* [Stored entries]
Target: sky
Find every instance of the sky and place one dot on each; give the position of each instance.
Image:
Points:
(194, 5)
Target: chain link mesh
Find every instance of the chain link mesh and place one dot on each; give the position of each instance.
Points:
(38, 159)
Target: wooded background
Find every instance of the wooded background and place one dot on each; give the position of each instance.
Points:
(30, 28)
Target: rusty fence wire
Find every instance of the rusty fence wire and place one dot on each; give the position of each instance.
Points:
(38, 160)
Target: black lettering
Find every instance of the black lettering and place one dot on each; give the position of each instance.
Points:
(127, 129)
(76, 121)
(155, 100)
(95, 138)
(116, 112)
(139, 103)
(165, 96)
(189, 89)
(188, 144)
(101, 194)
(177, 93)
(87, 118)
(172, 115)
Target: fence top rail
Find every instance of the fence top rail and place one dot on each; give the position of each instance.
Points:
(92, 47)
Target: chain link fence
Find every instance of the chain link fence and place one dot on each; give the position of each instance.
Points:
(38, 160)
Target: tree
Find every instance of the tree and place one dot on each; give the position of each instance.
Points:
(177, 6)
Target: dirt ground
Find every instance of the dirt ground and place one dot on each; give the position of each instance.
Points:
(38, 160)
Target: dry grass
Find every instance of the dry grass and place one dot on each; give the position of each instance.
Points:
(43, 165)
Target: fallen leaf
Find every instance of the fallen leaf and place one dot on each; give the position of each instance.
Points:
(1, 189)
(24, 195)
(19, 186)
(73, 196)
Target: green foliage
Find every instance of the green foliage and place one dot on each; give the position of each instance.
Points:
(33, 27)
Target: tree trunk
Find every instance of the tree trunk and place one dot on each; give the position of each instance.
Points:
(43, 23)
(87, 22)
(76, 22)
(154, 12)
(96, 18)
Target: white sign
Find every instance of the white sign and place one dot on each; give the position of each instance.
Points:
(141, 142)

* [Activity] Could you transcribe all of the entries exactly, leaving nothing out?

* [Exercise response]
Target: sky
Find every instance of the sky and place one dot on each; give the position of each instance.
Image:
Points:
(194, 5)
Target: chain link mesh
Find every instance of the chain link mesh and place one dot on each; give the position of each instance.
Points:
(38, 159)
Target: wooded background
Find every instance of the wooded background and place one dot on each; give the position of each instance.
Points:
(30, 28)
Target: rusty fence wire
Find every instance of the rusty fence wire and place one dot on each; give the position of each instance.
Points:
(38, 160)
Target: black lettering
Find every instance of the black lettering and place one dot on each; give the position of each instance.
Points:
(127, 129)
(76, 121)
(155, 100)
(95, 138)
(116, 112)
(139, 103)
(165, 96)
(189, 89)
(188, 144)
(101, 194)
(177, 93)
(87, 118)
(172, 115)
Target: fence top rail
Find every instance of the fence top rail and place one dot on each; give the position of each instance.
Points:
(92, 47)
Target: chain link fence
Find every instance of the chain link fence and place one dot on each; give the position of each instance.
Points:
(38, 160)
Target: tree
Find every instance of the tree and place one dot on each; give the position of each instance.
Points:
(177, 6)
Target: dirt ground
Find every instance of the dirt ground and place one dot on each; give the position of each instance.
Points:
(38, 160)
Target: dry grass
Find every instance of the dry grass and place one dot on each; give the position of each instance.
Points:
(43, 165)
Target: fallen leaf
Find every instance of the fallen leaf and place one dot on each; give the position of each instance.
Points:
(1, 189)
(24, 195)
(19, 186)
(73, 196)
Target: green foliage
Find every instance of the green foliage and place one dot on each; give the position of each instance.
Points:
(33, 27)
Target: tree trunk
Find every instance of the tree trunk and place one dot on each; give the position of each instance.
Points:
(43, 23)
(87, 22)
(76, 22)
(154, 12)
(96, 18)
Target: white sign
Find every instance of the white sign and place one dot on each; give the position of each instance.
Points:
(141, 142)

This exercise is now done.